Recorded data →

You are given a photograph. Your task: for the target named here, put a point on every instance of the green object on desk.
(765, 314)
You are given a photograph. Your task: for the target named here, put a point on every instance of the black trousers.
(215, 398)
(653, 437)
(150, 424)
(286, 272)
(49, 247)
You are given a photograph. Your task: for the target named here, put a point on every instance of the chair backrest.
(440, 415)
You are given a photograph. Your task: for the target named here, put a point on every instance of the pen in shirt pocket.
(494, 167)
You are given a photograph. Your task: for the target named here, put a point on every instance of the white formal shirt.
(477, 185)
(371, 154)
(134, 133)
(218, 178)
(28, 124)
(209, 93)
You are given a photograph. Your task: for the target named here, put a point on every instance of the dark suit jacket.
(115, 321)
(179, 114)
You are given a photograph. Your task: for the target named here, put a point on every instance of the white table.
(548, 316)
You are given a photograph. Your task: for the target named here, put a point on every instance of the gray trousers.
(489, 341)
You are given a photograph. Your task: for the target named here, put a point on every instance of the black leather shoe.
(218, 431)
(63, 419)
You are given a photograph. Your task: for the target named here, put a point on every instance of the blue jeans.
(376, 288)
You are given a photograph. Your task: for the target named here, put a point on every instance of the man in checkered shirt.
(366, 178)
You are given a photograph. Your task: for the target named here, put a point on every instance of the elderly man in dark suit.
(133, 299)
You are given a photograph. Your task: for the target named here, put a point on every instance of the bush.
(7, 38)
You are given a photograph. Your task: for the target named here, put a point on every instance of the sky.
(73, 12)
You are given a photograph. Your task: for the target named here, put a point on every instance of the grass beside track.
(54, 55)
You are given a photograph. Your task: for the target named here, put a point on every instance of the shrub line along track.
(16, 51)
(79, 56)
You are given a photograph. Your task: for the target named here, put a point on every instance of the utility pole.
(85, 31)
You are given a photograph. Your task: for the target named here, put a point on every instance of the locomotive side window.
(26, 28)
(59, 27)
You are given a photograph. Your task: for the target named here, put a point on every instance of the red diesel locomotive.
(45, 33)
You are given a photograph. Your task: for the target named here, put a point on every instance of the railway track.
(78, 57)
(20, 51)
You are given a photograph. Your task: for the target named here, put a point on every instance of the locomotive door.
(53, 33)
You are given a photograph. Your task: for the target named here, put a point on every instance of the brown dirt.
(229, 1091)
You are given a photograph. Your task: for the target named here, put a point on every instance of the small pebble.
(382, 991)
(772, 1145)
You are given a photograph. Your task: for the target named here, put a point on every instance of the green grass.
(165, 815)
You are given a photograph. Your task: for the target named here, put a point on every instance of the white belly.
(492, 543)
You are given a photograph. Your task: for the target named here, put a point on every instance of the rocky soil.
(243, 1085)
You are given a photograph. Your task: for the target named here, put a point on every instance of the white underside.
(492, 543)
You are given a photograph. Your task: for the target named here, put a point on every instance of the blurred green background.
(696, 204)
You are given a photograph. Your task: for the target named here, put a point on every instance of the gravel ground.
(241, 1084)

What to do → Retype the entries above. Match them exactly.

Exercise output →
You are given a photograph. Your task: for the target named here, put a point on every instance of the green object on desk.
(765, 314)
You are given a photograph. Your task: for the target named here, put a point on every instance of the black trousers.
(215, 398)
(653, 437)
(150, 424)
(286, 272)
(49, 247)
You are given a photograph. Your task: for the target named here, put a point on every instance of the chair backrest.
(440, 415)
You are given a photograph. Your task: for the target named here, put a point on every instance of the pen in shirt pocket.
(494, 167)
You are given a photograph. Your task: for the target named here, put a point on every instance of the white formal shirt.
(477, 185)
(371, 154)
(134, 133)
(218, 178)
(28, 124)
(209, 93)
You are given a photograph. Your task: for the target named here, put a point on every instance of the dark suit jacket.
(115, 321)
(179, 114)
You are given a photograph. Your task: for the target named here, put a point on every instance of the white table.
(548, 316)
You are given a photograph. Your task: for the target named here, put a point on every instance of the gray trousers.
(489, 341)
You are given a photograph. Your task: for the target named here, put a point on every instance of the black leather shoe.
(218, 431)
(63, 419)
You are given a photograph. Your task: for the target named here, put a point on every instance of the blue jeans.
(376, 288)
You are given a photograph. Your task: for the target named here, put a point on every instance of the man in checkered shirt.
(366, 178)
You are given a photograph. Your task: for the target named here, put a point on every instance of the elderly man in dark suit.
(133, 299)
You are given a photograph. Your task: for the target named here, put a point on every instance of the bush.
(7, 38)
You are given a photograph. Your task: for the target named here, put a point on every instance of the sky.
(73, 12)
You are given a photograph. Your task: for the target named here, put a point on every instance of the grass beside track.
(54, 55)
You are given a photograph. Your task: for the target named here, put a point on every instance of the shrub line along track.
(16, 51)
(79, 56)
You are given a photograph. Your task: for the target named here, put a point on every instance of the utility pole.
(85, 31)
You are given a photograph. Your task: for the target named here, put a point on every instance of the locomotive side window.
(26, 28)
(59, 27)
You are given a photograph. Your task: for the target named here, put a point on every instance of the red diesel locomotive.
(45, 33)
You are given a photograph. Your task: for the target named here, put a point on every instance of the railway track.
(78, 57)
(20, 51)
You are given a photograph. Your task: for the target named here, put a point on every instance of the locomotive door.
(53, 33)
You are given a photograph. Your task: for the target named here, put a point on every instance of the brown dirt.
(229, 1091)
You are given a photograph. Your task: for the target named here, put a point on every instance of the small pebble.
(382, 991)
(772, 1145)
You are given a photograph. Your task: for the target named here, put a point on every instance of the green grass.
(165, 815)
You are given a photograph. Your task: for the target named here, put a point on every instance of the white belly.
(492, 543)
You are given a photograph. Your task: for the target named here, put a point on every instance of the rocky soil.
(243, 1085)
You are given a photograph. Your task: for the target named here, put a point on every instance of the white underside.
(492, 543)
You are given a photograph. Your task: for the target named here, put a point on every instance of the blurred green background.
(696, 204)
You are given a photograph. Your task: for the target named here, put a point on every instance of the gravel ground.
(241, 1084)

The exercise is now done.